MATERIAL SUPPLIED below:

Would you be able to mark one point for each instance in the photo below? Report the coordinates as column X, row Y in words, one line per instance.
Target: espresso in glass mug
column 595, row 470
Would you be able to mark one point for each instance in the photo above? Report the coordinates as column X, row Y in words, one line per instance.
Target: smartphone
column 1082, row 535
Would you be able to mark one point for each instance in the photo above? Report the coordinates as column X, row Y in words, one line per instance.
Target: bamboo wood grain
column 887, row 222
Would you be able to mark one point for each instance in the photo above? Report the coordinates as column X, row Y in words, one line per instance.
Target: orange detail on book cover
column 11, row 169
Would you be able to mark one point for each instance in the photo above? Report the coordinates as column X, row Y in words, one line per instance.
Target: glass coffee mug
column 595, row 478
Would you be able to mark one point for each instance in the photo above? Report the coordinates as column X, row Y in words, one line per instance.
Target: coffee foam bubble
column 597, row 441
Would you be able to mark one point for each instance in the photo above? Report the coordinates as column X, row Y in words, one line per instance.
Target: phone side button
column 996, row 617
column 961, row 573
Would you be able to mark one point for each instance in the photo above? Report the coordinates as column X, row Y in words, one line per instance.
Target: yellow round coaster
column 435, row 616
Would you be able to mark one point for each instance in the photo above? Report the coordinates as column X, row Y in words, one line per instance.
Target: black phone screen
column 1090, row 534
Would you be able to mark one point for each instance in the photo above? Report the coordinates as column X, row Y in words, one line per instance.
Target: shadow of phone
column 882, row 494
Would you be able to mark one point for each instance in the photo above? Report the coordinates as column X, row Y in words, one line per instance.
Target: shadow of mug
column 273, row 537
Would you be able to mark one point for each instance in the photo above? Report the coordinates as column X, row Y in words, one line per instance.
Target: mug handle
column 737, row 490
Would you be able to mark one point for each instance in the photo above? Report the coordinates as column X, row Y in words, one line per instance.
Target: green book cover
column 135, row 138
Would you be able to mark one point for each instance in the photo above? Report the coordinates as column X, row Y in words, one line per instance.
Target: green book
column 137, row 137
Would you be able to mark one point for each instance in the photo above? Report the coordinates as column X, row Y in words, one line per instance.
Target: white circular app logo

End of MATERIAL SUPPLIED.

DIRECTIONS FOR THIS TASK> Please copy each record shown above exactly.

RESULT>
Would you be able to mark one point for each instance in the photo below? Report the coordinates as column X, row Y in words, one line per instance.
Target: espresso in glass mug
column 595, row 470
Would you be able to mark one point for each instance in the photo above? Report the coordinates as column X, row Y in words, one line per instance.
Target: smartphone
column 1082, row 535
Would you be able to mark one point for each instance in the photo above? Report the coordinates as column X, row Y in words, one line per instance.
Target: bamboo wood grain
column 887, row 222
Would you be able to mark one point for each instance in the photo above? Report the coordinates as column X, row Y in words, one line per instance.
Target: orange detail on book cover
column 11, row 169
Would you be able to mark one point for each instance in the photo above? Report the coordinates as column X, row Y in words, one line per instance.
Target: glass coffee mug
column 595, row 478
Would you be able to mark one point for each instance in the photo above? Report the coordinates as column X, row Y in words, one line per instance.
Target: coffee foam bubble
column 597, row 441
Would you be able to mark one point for each instance in the photo above? Report the coordinates as column X, row Y in words, one line per instance.
Target: phone side button
column 996, row 617
column 961, row 573
Would you be able to mark one point for each instance in the photo above? Report the coordinates as column X, row Y in words, one line per instance.
Target: yellow round coaster
column 435, row 616
Would you be able to mark one point for each instance in the photo above? Report the coordinates as column X, row Y in words, one line per instance.
Target: black phone screen
column 1090, row 534
Would you be able to mark one point for each instance in the photo above? Report the coordinates as column X, row Y in words, one line per instance.
Target: shadow of phone
column 882, row 494
Would you be able to mark one point for each instance in the photo above? Report the coordinates as column X, row Y in words, one line per instance.
Target: shadow of mug
column 273, row 537
Would you be able to mark one point for each instance in the photo above? Report the coordinates as column X, row Y in words, one line per instance.
Target: mug handle
column 737, row 490
Would you be able to mark one point for each instance in the photo above? Report the coordinates as column X, row Y in words, one line per instance.
Target: green book cover
column 135, row 138
Would you be able to mark one point for each instance in the photo above? Report the coordinates as column X, row Y in words, one line per instance.
Target: green book
column 137, row 137
Would you be able to mark one point for each instance in the photo above? Report the coordinates as column X, row Y in words, one line per instance.
Target: white circular app logo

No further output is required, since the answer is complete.